À compléter:
1. Recopiez la partie du texte sur René Roty qui s'ouvre sur les mots contenant « Mon grand-père était » et se ferme sur « serait qu’une pierre. ».
2. Répondez à ces questions sur le texte sur René Roty :
(a) En quelle année René Roty est-il mort ?
(b) Sous quel titre le recueil a-t-il été publié ?
(c) Où les parents ont-ils installé les grands-parents ?
3. Poursuivez le texte sur René Roty après son dernier vers.

Extrait:
▼
René Roty, « Pèlerin de l’Éternité ».

par: Néfissa Roty-Geoffroy

René Roty était poète, mais personne, ou presque, ne le savait. Avant sa mort en 1994, il remit ses écrits à son fils Yacoub, qui découvrit par la suite un trésor insoupçonné. Celui-ci décida alors de transmettre ce legs à sa famille, mais aussi au grand public. Il travailla scrupuleusement à la mise en forme du recueil qu’il publia sous le titre Pèlerin de l’Éternité[1]. Que mon père en soit ici remercié.

Mon grand-père était aimé de tous. Ses élans joyeux et ses paroles inspirées attiraient celui ou celle qui cherchait conseil. Je le revois assis à l’ombre des grands arbres tout au bout de notre jardin où mes parents installèrent mes grands-parents dans une petite maison en retrait du monde. Il nous observait vivre, méditait, lisait et sans doute composait-il de temps à autre quelques vers quand l’instant l’inspirait.

Sans poésie et sans parfum

Le cœur ne serait qu’une pierre.

J’ai trouvé Dieu dans l’éphémère

En tenant Ses fleurs dans mes mains.
▲
Entrées de données:
▼
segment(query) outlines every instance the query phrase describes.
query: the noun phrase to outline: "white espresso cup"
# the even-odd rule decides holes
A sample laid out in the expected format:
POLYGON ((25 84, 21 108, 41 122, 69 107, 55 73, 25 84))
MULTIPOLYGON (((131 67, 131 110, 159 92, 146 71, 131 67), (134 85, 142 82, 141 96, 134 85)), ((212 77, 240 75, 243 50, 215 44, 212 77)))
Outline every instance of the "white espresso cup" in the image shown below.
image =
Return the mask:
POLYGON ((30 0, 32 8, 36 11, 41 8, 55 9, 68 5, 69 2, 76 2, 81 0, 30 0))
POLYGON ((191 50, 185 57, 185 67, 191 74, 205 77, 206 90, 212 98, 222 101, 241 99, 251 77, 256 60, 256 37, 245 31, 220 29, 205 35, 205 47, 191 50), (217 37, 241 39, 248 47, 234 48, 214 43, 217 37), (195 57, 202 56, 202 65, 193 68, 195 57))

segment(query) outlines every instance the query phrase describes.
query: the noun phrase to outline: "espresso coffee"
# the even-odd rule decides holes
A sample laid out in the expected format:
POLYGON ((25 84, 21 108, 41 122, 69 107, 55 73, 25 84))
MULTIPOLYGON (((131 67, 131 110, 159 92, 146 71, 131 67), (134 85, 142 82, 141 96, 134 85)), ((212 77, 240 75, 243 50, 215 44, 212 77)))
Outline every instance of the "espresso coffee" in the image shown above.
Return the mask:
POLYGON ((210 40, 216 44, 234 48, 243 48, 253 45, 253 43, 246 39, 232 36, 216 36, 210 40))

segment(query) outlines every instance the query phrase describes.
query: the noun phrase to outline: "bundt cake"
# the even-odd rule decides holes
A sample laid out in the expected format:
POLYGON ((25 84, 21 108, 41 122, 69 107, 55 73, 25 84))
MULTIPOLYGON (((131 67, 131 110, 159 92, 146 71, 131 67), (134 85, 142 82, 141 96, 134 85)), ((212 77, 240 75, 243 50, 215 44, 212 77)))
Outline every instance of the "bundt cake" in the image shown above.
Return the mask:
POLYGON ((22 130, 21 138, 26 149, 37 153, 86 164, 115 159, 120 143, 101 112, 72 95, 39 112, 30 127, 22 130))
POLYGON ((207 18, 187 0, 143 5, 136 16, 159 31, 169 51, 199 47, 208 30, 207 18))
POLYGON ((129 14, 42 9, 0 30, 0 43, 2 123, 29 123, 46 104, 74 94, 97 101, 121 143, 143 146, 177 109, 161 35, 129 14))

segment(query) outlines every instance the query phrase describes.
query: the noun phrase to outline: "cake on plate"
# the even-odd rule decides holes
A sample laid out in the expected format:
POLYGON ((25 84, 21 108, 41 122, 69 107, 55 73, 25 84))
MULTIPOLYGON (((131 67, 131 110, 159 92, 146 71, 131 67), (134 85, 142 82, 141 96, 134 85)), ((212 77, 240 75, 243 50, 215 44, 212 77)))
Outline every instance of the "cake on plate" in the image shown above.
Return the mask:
▲
Résultats par consigne:
1.
Mon grand-père était aimé de tous. Ses élans joyeux et ses paroles inspirées attiraient celui ou celle qui cherchait conseil. Je le revois assis à l’ombre des grands arbres tout au bout de notre jardin où mes parents installèrent mes grands-parents dans une petite maison en retrait du monde. Il nous observait vivre, méditait, lisait et sans doute composait-il de temps à autre quelques vers quand l’instant l’inspirait.

Sans poésie et sans parfum

Le cœur ne serait qu’une pierre.

2.
(a) En 1994.
(b) Pèlerin de l'Éternité.
(c) Dans une petite maison en retrait du monde, tout au bout du jardin.

3.
Mon amour devint Son mystère

Et mon Bien-Aimé, un jardin.[2]

 Son aïeul, le graveur Oscar Roty, est l’auteur de La Semeuse, celle-là même qui orna le franc. On me fit remarquer un jour qu’elle semait à contre vent puisque l’artiste l’avait représentée, par souci esthétique, les cheveux flottant en arrière, mais le bras tendu prêt à lancer le grain en avant. J’ai toujours pensé que cette figure féminine semant au soleil levant avait un caractère prémonitoire. Elle esquissait déjà une destinée familiale, celle qu’initia mon grand-père en semant les graines d’une spiritualité désavouée par ses contemporains matérialistes. De fait, sa poésie reprend souvent l’image des semailles.

[…] Épelez en moi vos louanges,

Ô Foi ! Germe caché des mots.

Dans l’humilité des hameaux

Vous êtes le trésor des granges,

Le grain qui dort, l’arbre qui croît.                                                                                                                              

Je voudrais, dans la Terre pure,

Semer pour des moissons futures

Les mots d’amour qui sont en moi.[3] […]  

La Semeuse, création d’Oscar Roty, grand-père de René Roty.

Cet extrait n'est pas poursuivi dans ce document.